_The problem_: List each line of the rows below that contains the string "player", copying the lines verbatim. Matching is case-sensitive.

________

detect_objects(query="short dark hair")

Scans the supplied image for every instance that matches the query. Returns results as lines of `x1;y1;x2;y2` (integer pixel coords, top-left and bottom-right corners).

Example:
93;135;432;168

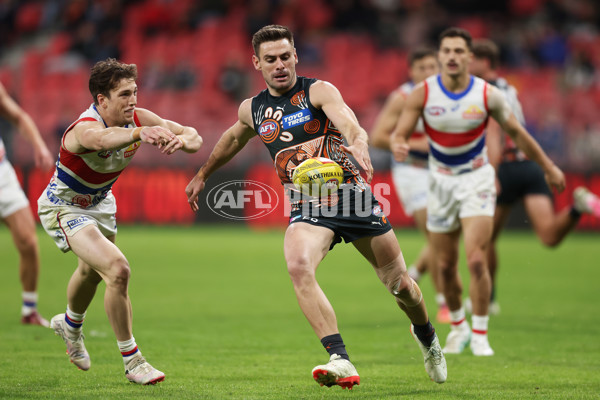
408;47;437;67
439;27;473;50
89;58;137;105
252;25;294;56
473;39;500;69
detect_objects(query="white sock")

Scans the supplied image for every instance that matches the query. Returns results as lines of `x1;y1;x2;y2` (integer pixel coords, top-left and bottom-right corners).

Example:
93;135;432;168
117;336;142;365
471;314;490;335
21;292;38;317
65;304;85;338
435;293;446;307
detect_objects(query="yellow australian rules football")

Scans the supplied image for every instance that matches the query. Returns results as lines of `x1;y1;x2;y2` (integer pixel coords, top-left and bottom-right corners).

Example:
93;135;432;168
292;157;344;197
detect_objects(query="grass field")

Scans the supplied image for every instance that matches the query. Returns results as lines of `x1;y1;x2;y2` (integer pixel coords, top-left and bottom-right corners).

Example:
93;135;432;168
0;226;600;400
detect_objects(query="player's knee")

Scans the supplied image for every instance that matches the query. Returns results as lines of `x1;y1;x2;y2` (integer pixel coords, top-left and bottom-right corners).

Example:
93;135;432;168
287;256;315;286
467;251;487;277
106;257;131;289
392;272;423;307
377;261;422;307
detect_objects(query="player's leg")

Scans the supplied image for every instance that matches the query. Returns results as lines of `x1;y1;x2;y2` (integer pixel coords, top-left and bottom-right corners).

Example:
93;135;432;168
523;194;580;247
409;208;450;324
461;216;494;356
56;225;165;384
409;208;435;281
283;222;360;389
284;222;338;338
4;205;49;327
482;204;511;314
429;229;471;354
352;230;447;383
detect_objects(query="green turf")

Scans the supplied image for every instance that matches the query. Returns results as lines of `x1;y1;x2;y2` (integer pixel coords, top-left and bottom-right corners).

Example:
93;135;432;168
0;226;600;400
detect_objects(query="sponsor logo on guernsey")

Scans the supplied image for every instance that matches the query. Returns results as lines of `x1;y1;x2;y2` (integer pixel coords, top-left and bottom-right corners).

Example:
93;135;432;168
123;142;142;158
258;119;279;143
373;206;382;217
463;105;484;119
425;106;446;117
281;108;312;129
67;216;89;229
71;194;92;208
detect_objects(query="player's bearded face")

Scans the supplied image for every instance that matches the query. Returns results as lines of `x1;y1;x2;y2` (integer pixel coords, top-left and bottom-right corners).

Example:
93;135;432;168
106;79;137;126
438;37;473;76
252;39;298;92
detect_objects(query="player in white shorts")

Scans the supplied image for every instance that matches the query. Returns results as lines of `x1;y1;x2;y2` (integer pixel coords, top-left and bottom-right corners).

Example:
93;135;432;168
38;58;202;385
0;83;54;327
392;28;565;356
371;47;450;323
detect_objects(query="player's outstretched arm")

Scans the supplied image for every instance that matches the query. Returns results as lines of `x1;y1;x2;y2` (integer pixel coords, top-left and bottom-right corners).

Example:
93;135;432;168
371;89;406;150
488;87;565;192
390;83;425;161
136;108;202;154
64;121;176;153
185;99;256;211
310;81;373;183
0;83;54;170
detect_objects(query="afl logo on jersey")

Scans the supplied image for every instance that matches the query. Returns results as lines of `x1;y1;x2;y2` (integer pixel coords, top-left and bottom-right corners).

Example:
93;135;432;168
425;106;446;117
258;119;279;143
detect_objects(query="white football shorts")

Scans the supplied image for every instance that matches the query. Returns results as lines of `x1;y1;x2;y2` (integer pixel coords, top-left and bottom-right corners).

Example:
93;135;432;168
427;164;496;233
0;159;29;219
392;163;429;215
38;190;117;253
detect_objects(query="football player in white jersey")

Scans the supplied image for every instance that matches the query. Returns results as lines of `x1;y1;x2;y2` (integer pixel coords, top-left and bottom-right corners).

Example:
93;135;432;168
38;58;202;385
391;28;565;356
0;83;54;327
467;39;600;314
371;47;450;323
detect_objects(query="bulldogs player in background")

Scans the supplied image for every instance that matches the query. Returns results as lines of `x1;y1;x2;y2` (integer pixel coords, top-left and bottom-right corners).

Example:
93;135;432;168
38;58;202;385
371;47;450;324
391;28;565;356
465;39;600;314
0;83;54;327
186;25;446;388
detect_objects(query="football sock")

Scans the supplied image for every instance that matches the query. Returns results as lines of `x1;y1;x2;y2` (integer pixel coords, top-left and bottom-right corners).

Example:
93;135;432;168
117;336;140;365
413;320;435;347
450;307;466;327
21;292;37;317
65;305;85;338
435;293;446;307
471;315;490;335
321;333;350;361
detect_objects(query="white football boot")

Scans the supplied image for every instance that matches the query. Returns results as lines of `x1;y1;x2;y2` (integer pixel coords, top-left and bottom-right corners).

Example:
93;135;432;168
471;333;494;356
125;351;165;385
50;313;91;371
410;324;448;383
312;354;360;389
444;321;471;354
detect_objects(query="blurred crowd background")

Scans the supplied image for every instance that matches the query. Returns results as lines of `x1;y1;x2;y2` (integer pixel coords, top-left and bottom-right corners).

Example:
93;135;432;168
0;0;600;173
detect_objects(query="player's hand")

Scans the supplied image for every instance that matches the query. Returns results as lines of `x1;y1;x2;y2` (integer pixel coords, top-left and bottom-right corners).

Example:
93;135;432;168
140;126;176;146
390;139;410;162
340;139;373;183
33;146;54;171
545;165;566;193
158;135;183;155
185;174;206;212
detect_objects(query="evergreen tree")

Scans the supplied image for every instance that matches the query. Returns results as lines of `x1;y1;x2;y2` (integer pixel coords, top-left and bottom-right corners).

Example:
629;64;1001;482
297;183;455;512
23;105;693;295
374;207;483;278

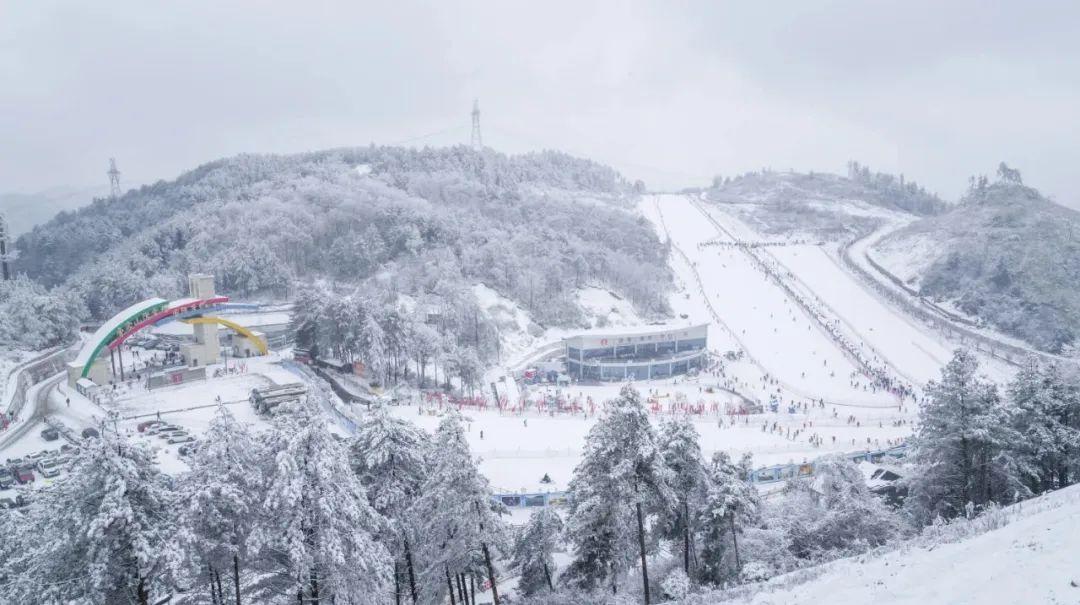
409;411;507;604
698;452;760;584
352;405;431;603
0;430;174;605
252;401;392;604
772;455;900;561
564;386;674;603
510;507;563;596
177;405;264;605
660;416;708;577
1008;355;1080;493
905;349;1029;523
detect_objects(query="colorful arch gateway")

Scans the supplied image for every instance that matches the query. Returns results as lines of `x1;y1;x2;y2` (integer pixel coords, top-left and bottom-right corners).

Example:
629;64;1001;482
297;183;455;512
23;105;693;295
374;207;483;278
180;315;269;355
72;296;232;378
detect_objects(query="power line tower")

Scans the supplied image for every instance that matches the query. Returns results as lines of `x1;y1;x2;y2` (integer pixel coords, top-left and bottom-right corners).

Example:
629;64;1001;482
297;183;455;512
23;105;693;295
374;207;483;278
0;214;14;281
106;158;120;200
471;98;484;151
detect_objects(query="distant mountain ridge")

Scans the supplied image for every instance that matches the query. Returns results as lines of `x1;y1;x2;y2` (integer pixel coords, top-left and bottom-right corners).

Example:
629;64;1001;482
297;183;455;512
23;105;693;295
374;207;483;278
16;146;671;334
872;180;1080;353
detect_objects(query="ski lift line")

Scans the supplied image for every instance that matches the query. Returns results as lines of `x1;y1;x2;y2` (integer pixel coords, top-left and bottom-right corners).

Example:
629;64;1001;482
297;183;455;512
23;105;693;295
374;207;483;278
652;198;896;409
687;196;918;399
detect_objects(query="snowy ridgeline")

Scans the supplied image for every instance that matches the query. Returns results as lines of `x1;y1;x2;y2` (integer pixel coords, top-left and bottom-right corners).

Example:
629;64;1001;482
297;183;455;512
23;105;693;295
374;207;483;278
16;147;670;332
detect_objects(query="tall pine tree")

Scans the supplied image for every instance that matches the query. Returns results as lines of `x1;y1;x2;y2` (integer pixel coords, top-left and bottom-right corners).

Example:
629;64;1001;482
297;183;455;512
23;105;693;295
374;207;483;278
906;349;1029;523
0;429;174;605
352;405;431;603
564;386;674;603
409;411;508;604
252;401;393;604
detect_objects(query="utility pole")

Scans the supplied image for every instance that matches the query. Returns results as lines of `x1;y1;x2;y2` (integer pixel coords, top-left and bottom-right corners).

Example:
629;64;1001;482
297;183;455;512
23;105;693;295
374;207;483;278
470;98;484;151
106;158;120;200
0;214;12;281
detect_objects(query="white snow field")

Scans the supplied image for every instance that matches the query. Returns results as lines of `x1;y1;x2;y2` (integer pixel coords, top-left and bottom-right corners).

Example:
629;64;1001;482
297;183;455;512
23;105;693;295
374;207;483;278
640;196;897;407
717;485;1080;605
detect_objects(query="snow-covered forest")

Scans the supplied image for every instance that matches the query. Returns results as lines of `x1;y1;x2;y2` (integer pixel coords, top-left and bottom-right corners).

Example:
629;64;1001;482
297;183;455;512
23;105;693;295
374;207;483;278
881;163;1080;355
16;146;670;325
0;350;1080;604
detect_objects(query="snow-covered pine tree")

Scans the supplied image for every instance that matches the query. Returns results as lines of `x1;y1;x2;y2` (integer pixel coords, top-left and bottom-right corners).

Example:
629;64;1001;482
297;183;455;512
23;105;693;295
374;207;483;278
698;452;761;584
409;411;508;604
1008;355;1080;493
772;455;901;560
0;430;174;605
564;386;674;603
660;416;708;577
252;395;393;604
510;507;563;596
905;349;1029;523
351;405;431;603
176;405;266;605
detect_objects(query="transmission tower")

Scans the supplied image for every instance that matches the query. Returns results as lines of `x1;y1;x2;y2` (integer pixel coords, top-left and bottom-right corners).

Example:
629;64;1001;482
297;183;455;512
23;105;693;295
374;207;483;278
471;98;484;151
0;214;13;281
106;158;120;200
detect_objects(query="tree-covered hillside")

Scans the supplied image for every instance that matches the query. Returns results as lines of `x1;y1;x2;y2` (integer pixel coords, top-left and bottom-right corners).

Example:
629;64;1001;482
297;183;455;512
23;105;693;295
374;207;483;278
879;166;1080;352
705;167;947;240
16;146;670;325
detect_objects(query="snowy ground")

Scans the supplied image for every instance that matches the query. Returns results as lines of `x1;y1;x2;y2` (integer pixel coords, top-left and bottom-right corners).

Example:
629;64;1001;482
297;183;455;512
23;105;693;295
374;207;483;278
718;486;1080;605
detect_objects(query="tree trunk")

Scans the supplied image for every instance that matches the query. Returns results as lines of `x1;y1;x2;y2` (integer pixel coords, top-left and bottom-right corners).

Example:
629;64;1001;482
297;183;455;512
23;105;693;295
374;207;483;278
206;563;221;605
480;542;499;605
443;565;458;605
394;560;402;605
636;501;651;605
728;512;742;576
405;538;417;605
135;578;150;605
232;554;241;605
683;500;690;578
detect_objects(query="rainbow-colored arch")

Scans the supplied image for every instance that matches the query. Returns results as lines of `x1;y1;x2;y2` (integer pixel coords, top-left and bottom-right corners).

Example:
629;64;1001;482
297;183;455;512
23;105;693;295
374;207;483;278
72;296;232;378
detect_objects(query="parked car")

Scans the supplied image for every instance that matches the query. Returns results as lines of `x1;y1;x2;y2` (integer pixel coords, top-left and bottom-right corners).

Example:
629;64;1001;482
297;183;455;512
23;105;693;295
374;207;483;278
0;495;29;509
166;433;195;444
0;467;15;489
136;420;164;433
38;459;62;479
12;467;35;485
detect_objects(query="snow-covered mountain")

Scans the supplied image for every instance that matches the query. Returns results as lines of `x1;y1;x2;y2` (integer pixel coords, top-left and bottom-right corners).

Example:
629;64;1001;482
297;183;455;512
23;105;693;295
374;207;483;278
711;486;1080;605
870;180;1080;353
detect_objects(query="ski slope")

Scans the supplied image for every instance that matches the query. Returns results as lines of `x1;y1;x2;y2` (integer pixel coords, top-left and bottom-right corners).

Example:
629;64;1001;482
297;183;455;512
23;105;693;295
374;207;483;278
642;196;897;407
769;240;953;384
715;485;1080;605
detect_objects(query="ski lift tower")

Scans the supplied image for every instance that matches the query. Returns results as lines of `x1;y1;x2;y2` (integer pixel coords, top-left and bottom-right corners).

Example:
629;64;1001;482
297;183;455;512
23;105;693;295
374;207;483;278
106;158;120;200
0;213;15;281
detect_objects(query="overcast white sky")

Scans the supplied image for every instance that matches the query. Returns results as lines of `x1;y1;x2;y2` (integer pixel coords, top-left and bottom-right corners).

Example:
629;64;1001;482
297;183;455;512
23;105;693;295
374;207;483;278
0;0;1080;206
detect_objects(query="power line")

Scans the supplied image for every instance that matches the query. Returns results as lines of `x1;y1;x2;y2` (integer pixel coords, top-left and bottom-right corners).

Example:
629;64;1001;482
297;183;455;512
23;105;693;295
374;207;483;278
106;158;120;200
470;98;484;151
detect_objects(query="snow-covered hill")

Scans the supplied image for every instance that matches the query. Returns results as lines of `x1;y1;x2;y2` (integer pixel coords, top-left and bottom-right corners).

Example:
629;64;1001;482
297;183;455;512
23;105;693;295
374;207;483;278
713;485;1080;605
869;182;1080;353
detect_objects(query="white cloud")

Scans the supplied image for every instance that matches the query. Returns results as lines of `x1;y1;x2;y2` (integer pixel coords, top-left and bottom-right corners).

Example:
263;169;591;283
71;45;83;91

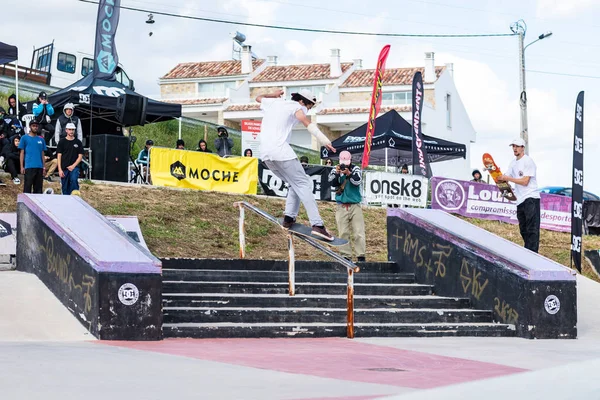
536;0;598;18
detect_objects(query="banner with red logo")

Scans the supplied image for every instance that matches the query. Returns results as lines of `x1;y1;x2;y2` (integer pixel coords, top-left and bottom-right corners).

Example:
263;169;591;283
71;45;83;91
361;44;390;169
241;119;261;158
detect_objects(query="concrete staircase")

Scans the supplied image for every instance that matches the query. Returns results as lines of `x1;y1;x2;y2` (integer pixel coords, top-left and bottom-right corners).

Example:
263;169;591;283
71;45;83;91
163;259;514;338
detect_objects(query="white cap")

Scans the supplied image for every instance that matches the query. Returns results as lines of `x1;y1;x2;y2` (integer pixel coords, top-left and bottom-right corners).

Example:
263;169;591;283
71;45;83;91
509;138;525;147
292;89;317;103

________

_Full answer_:
detect_objects(query="player's knee")
detect_objects(query="player's leg")
detect_objects(query="player's bearded face")
detect_objects(query="player in white shorts")
detect_objects(query="player's outstretched arm")
detect_objects(query="football player in white jersey")
detect_objects(query="bulldogs player in background")
detect_objects(query="player's hand")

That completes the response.